# WORK REQUEST
Go through the data from its first line and retype each line, stopping once the line containing "4L831 1L736 54L698" has been retyped.

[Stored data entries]
((

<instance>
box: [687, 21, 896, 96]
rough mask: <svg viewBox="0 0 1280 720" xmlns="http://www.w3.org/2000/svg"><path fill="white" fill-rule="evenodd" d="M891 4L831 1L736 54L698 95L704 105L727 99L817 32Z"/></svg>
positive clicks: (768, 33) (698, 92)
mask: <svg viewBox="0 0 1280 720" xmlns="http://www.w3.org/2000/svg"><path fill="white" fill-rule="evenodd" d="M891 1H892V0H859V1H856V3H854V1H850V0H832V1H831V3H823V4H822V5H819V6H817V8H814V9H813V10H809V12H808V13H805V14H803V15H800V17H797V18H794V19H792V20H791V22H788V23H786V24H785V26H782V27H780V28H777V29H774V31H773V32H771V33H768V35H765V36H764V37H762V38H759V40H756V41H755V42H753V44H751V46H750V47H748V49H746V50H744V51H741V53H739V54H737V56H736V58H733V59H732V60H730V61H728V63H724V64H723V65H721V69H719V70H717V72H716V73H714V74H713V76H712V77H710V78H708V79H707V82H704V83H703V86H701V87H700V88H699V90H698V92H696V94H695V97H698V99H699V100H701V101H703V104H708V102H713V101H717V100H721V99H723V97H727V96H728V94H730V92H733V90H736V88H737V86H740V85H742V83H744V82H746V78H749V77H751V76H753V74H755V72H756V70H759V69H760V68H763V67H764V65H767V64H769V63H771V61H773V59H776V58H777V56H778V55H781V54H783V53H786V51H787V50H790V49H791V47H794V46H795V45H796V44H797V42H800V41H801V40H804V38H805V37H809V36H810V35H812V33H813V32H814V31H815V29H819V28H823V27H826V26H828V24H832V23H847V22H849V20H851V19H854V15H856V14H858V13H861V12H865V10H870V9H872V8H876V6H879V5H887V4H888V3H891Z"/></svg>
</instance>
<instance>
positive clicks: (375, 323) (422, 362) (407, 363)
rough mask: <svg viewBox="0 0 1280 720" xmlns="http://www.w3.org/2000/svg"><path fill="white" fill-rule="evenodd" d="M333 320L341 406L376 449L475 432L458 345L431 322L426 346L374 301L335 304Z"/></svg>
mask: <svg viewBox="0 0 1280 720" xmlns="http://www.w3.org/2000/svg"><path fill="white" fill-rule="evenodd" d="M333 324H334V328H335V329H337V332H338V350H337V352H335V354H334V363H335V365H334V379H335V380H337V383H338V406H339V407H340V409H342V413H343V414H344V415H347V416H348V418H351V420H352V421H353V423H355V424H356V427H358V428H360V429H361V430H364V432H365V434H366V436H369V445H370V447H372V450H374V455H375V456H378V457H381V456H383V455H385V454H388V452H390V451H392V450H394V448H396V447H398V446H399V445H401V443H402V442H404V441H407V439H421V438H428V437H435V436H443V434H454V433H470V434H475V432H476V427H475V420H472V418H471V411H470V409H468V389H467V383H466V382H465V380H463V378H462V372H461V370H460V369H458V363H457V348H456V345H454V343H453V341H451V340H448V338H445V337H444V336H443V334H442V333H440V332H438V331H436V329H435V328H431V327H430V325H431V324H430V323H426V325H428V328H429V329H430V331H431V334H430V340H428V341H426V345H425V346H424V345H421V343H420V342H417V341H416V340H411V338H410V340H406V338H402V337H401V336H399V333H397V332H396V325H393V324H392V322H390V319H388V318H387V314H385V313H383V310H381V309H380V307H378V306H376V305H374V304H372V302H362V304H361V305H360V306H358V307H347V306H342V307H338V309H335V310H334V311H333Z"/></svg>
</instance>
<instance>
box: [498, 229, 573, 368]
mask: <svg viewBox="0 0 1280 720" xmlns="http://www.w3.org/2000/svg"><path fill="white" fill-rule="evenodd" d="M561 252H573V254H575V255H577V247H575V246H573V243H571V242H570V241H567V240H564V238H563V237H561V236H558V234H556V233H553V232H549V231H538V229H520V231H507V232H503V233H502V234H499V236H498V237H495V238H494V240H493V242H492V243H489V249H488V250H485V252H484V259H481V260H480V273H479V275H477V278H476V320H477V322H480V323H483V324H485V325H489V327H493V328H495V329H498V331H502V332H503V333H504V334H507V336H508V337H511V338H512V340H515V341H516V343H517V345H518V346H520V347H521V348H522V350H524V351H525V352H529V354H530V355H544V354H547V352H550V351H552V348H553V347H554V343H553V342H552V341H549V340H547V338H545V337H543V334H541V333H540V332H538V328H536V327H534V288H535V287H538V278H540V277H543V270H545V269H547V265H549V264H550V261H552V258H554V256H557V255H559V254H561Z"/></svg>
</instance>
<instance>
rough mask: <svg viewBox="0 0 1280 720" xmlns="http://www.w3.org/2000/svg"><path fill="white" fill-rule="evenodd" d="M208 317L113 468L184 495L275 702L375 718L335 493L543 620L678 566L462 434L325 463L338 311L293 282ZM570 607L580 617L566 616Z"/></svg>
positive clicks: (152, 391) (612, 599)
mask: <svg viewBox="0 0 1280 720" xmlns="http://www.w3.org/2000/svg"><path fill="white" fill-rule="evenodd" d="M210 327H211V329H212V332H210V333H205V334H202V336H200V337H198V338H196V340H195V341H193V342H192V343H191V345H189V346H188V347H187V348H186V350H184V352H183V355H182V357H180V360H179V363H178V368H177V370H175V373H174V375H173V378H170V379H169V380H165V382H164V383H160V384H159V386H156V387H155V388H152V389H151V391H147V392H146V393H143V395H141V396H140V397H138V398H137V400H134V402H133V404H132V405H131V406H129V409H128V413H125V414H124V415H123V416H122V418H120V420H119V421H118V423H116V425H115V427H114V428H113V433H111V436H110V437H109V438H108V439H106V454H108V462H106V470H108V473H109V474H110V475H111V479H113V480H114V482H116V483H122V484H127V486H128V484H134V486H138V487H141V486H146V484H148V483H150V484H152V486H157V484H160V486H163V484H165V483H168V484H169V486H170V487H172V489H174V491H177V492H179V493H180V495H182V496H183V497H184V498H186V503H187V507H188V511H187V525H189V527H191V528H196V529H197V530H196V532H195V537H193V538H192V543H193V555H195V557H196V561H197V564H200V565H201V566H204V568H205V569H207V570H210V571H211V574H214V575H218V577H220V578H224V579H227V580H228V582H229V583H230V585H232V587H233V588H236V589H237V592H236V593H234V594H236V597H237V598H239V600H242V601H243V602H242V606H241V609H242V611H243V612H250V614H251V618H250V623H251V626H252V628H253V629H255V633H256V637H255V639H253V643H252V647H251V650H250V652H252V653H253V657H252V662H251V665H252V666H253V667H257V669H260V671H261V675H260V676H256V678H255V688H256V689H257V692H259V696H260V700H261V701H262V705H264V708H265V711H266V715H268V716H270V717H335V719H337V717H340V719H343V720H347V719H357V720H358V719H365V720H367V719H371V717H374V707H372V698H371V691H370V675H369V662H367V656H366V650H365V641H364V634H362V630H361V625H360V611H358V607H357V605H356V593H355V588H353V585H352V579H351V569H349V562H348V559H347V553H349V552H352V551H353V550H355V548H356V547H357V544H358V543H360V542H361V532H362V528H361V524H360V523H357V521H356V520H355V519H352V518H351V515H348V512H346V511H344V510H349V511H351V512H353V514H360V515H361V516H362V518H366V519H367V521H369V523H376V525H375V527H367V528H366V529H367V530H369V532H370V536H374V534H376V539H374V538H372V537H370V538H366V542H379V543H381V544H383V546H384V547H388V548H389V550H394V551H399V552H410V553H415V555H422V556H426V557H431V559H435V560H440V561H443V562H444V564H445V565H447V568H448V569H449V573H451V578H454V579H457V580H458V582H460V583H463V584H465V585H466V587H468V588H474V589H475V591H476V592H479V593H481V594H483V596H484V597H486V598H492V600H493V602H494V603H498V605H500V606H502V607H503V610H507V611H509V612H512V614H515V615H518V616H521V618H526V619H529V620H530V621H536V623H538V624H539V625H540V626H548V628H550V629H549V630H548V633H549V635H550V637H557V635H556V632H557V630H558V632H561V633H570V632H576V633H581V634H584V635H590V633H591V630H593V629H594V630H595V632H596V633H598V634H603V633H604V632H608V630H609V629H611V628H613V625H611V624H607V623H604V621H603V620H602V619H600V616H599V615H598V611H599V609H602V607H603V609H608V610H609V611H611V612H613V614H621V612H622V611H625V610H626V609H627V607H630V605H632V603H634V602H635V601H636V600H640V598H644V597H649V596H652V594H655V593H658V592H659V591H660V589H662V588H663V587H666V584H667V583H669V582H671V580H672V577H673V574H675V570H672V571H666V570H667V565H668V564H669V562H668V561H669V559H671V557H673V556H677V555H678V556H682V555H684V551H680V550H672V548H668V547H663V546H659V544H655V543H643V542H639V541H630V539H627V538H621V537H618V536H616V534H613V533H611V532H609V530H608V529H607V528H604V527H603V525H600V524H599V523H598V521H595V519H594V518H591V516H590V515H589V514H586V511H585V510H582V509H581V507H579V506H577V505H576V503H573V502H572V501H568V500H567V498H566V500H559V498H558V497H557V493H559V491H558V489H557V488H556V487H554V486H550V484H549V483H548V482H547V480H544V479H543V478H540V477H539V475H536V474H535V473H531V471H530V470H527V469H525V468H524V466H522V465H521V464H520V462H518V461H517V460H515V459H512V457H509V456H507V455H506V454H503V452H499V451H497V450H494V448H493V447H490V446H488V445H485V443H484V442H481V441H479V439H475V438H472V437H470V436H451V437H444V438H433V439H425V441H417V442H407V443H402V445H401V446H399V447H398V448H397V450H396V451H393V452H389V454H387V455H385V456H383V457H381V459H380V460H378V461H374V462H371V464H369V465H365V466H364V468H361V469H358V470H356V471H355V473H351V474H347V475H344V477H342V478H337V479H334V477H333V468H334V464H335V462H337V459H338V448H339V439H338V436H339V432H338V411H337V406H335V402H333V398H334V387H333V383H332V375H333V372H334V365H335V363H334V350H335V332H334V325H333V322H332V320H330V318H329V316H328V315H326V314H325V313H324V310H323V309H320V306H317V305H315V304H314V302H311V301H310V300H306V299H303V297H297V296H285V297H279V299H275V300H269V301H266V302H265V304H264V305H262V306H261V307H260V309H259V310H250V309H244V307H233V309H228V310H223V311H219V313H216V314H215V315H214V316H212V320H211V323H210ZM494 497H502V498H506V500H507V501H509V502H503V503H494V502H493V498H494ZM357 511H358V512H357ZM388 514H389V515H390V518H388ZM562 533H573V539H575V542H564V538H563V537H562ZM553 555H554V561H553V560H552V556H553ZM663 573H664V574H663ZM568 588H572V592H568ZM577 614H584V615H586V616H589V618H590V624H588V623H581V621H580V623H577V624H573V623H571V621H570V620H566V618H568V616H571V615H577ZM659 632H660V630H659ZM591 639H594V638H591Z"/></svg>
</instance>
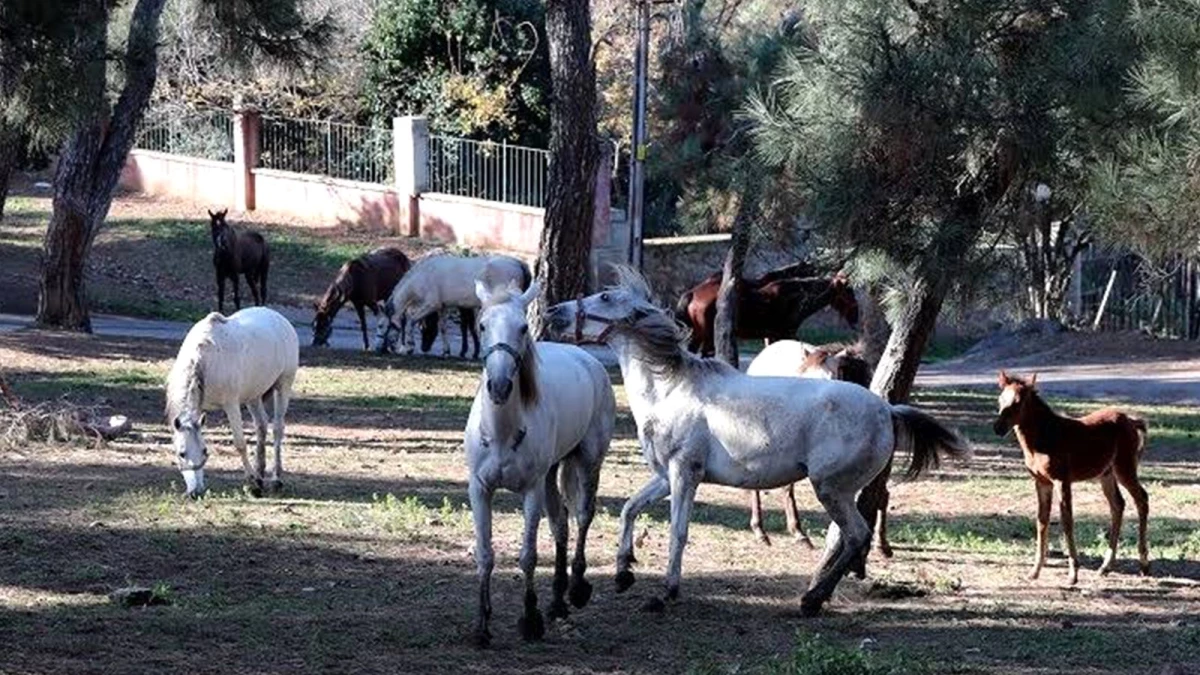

))

# SOLVED PROBLEM
<instance>
box: [687, 21, 896, 96]
rough mask: <svg viewBox="0 0 1280 720" xmlns="http://www.w3.org/2000/svg"><path fill="white" fill-rule="evenodd" d="M891 4L831 1L736 54L698 95L704 105L727 99L817 32Z"/></svg>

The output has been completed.